Activity
Please write each record out again word for word.

====== Listed entries ======

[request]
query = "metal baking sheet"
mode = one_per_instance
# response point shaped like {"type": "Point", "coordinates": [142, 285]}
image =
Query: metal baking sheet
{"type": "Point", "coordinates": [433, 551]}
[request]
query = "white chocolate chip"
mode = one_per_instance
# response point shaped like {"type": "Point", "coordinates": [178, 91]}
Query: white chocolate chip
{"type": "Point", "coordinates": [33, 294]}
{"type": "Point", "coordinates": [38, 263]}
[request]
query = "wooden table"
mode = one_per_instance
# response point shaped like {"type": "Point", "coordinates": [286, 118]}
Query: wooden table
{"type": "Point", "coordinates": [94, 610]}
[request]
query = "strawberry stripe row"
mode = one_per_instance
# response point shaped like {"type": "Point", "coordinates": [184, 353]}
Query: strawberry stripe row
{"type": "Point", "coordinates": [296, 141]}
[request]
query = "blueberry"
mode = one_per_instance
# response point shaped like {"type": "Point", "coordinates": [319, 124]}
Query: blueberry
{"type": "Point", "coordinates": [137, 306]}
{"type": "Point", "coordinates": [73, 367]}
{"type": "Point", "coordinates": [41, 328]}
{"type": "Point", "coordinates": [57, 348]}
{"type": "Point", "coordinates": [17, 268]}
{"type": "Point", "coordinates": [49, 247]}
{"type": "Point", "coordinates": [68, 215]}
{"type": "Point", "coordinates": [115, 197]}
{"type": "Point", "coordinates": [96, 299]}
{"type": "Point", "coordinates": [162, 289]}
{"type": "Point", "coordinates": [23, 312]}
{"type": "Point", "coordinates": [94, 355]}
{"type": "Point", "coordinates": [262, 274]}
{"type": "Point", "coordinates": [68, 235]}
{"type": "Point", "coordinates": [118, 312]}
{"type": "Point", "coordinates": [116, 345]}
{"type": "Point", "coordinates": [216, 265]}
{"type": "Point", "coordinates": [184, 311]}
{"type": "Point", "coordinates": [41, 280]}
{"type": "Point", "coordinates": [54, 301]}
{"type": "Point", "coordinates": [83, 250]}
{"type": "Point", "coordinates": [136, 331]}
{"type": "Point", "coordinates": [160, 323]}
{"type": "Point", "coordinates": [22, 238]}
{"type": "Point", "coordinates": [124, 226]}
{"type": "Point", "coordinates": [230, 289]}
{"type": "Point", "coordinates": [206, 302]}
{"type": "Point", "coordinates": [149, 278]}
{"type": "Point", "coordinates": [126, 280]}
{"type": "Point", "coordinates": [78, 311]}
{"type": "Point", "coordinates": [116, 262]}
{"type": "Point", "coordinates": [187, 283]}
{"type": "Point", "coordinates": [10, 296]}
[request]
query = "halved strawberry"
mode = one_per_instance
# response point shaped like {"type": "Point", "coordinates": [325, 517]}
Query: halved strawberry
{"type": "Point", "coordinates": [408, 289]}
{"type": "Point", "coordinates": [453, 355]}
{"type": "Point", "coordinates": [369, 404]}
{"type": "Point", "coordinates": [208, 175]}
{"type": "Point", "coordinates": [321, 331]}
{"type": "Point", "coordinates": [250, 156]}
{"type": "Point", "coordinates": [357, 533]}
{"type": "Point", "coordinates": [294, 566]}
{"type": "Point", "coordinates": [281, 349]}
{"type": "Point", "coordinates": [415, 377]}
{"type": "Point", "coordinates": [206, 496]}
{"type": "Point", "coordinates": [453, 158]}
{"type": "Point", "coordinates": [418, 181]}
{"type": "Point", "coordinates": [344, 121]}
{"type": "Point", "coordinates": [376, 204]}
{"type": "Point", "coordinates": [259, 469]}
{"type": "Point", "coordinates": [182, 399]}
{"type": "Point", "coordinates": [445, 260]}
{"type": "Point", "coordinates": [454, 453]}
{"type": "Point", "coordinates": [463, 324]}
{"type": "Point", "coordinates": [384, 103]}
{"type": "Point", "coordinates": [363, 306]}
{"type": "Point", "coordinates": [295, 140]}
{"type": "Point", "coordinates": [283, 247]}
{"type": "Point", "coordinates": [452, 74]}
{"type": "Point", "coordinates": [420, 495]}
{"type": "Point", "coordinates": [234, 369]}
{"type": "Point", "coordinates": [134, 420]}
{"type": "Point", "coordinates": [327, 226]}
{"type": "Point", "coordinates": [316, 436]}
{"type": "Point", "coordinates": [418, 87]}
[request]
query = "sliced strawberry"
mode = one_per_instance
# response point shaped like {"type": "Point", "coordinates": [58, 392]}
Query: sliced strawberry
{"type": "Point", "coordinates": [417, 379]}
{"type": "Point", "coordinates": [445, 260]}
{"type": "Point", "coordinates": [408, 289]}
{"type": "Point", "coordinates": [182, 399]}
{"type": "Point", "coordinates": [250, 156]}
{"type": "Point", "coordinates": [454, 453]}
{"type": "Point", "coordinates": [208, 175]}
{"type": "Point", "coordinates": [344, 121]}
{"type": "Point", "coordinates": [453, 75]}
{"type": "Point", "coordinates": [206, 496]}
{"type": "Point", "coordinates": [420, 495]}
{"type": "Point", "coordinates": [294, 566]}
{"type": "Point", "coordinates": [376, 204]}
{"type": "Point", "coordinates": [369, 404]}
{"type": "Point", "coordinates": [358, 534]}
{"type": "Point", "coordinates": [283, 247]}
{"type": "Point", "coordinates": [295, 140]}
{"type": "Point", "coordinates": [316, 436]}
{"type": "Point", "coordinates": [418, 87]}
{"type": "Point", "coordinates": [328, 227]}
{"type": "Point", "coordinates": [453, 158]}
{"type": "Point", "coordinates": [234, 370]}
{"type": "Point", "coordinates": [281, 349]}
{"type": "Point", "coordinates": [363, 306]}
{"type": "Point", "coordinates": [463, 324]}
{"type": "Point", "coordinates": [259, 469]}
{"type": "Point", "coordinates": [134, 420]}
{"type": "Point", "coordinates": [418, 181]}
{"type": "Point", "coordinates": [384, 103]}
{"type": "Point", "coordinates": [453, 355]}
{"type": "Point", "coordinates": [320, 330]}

======

Your response
[request]
query = "metal baking sheet"
mode = one_per_instance
# response point shaped like {"type": "Point", "coordinates": [142, 285]}
image =
Query: metal baking sheet
{"type": "Point", "coordinates": [433, 551]}
[request]
query = "white chocolate chip"
mode = one_per_instance
# response point shaped like {"type": "Point", "coordinates": [178, 91]}
Query: white chocolate chip
{"type": "Point", "coordinates": [33, 294]}
{"type": "Point", "coordinates": [38, 263]}
[request]
query = "wooden table"
mode = one_per_instance
# response point shaped like {"type": "Point", "coordinates": [286, 118]}
Query: wooden table
{"type": "Point", "coordinates": [94, 610]}
[request]
query = "strawberry stripe row"
mode = one_per_instance
# response point shaped like {"type": "Point", "coordinates": [184, 353]}
Query: strawberry stripe row
{"type": "Point", "coordinates": [296, 141]}
[request]
query = "blueberry"
mode = one_per_instance
# response point shaped like {"type": "Point", "coordinates": [319, 124]}
Query: blueberry
{"type": "Point", "coordinates": [137, 306]}
{"type": "Point", "coordinates": [73, 367]}
{"type": "Point", "coordinates": [41, 328]}
{"type": "Point", "coordinates": [57, 348]}
{"type": "Point", "coordinates": [17, 268]}
{"type": "Point", "coordinates": [49, 247]}
{"type": "Point", "coordinates": [68, 215]}
{"type": "Point", "coordinates": [115, 197]}
{"type": "Point", "coordinates": [96, 299]}
{"type": "Point", "coordinates": [162, 289]}
{"type": "Point", "coordinates": [23, 312]}
{"type": "Point", "coordinates": [94, 355]}
{"type": "Point", "coordinates": [262, 274]}
{"type": "Point", "coordinates": [68, 235]}
{"type": "Point", "coordinates": [118, 312]}
{"type": "Point", "coordinates": [116, 345]}
{"type": "Point", "coordinates": [216, 265]}
{"type": "Point", "coordinates": [184, 311]}
{"type": "Point", "coordinates": [41, 280]}
{"type": "Point", "coordinates": [54, 301]}
{"type": "Point", "coordinates": [83, 250]}
{"type": "Point", "coordinates": [136, 331]}
{"type": "Point", "coordinates": [160, 323]}
{"type": "Point", "coordinates": [22, 238]}
{"type": "Point", "coordinates": [124, 226]}
{"type": "Point", "coordinates": [230, 289]}
{"type": "Point", "coordinates": [206, 302]}
{"type": "Point", "coordinates": [149, 278]}
{"type": "Point", "coordinates": [126, 280]}
{"type": "Point", "coordinates": [78, 311]}
{"type": "Point", "coordinates": [116, 262]}
{"type": "Point", "coordinates": [187, 283]}
{"type": "Point", "coordinates": [10, 296]}
[request]
query = "halved strawberry"
mode = one_per_instance
# response point shaped like {"type": "Point", "coordinates": [325, 517]}
Query: halved strawberry
{"type": "Point", "coordinates": [408, 289]}
{"type": "Point", "coordinates": [453, 355]}
{"type": "Point", "coordinates": [369, 404]}
{"type": "Point", "coordinates": [208, 175]}
{"type": "Point", "coordinates": [321, 331]}
{"type": "Point", "coordinates": [250, 156]}
{"type": "Point", "coordinates": [357, 533]}
{"type": "Point", "coordinates": [294, 566]}
{"type": "Point", "coordinates": [281, 349]}
{"type": "Point", "coordinates": [415, 377]}
{"type": "Point", "coordinates": [206, 496]}
{"type": "Point", "coordinates": [453, 158]}
{"type": "Point", "coordinates": [418, 181]}
{"type": "Point", "coordinates": [344, 121]}
{"type": "Point", "coordinates": [376, 204]}
{"type": "Point", "coordinates": [259, 469]}
{"type": "Point", "coordinates": [182, 399]}
{"type": "Point", "coordinates": [445, 260]}
{"type": "Point", "coordinates": [454, 453]}
{"type": "Point", "coordinates": [463, 324]}
{"type": "Point", "coordinates": [384, 103]}
{"type": "Point", "coordinates": [363, 306]}
{"type": "Point", "coordinates": [295, 140]}
{"type": "Point", "coordinates": [283, 247]}
{"type": "Point", "coordinates": [452, 74]}
{"type": "Point", "coordinates": [420, 495]}
{"type": "Point", "coordinates": [234, 369]}
{"type": "Point", "coordinates": [134, 420]}
{"type": "Point", "coordinates": [327, 226]}
{"type": "Point", "coordinates": [316, 436]}
{"type": "Point", "coordinates": [418, 87]}
[request]
query = "sliced strawberry"
mode = one_per_instance
# response point shaped like {"type": "Point", "coordinates": [58, 392]}
Query: sliced strawberry
{"type": "Point", "coordinates": [417, 379]}
{"type": "Point", "coordinates": [445, 260]}
{"type": "Point", "coordinates": [408, 289]}
{"type": "Point", "coordinates": [182, 399]}
{"type": "Point", "coordinates": [250, 156]}
{"type": "Point", "coordinates": [454, 453]}
{"type": "Point", "coordinates": [208, 175]}
{"type": "Point", "coordinates": [344, 121]}
{"type": "Point", "coordinates": [453, 75]}
{"type": "Point", "coordinates": [206, 496]}
{"type": "Point", "coordinates": [420, 495]}
{"type": "Point", "coordinates": [294, 566]}
{"type": "Point", "coordinates": [376, 204]}
{"type": "Point", "coordinates": [369, 404]}
{"type": "Point", "coordinates": [358, 534]}
{"type": "Point", "coordinates": [283, 247]}
{"type": "Point", "coordinates": [295, 140]}
{"type": "Point", "coordinates": [316, 436]}
{"type": "Point", "coordinates": [418, 87]}
{"type": "Point", "coordinates": [328, 227]}
{"type": "Point", "coordinates": [453, 158]}
{"type": "Point", "coordinates": [234, 370]}
{"type": "Point", "coordinates": [281, 349]}
{"type": "Point", "coordinates": [363, 306]}
{"type": "Point", "coordinates": [463, 324]}
{"type": "Point", "coordinates": [259, 469]}
{"type": "Point", "coordinates": [134, 420]}
{"type": "Point", "coordinates": [418, 181]}
{"type": "Point", "coordinates": [384, 103]}
{"type": "Point", "coordinates": [453, 355]}
{"type": "Point", "coordinates": [320, 330]}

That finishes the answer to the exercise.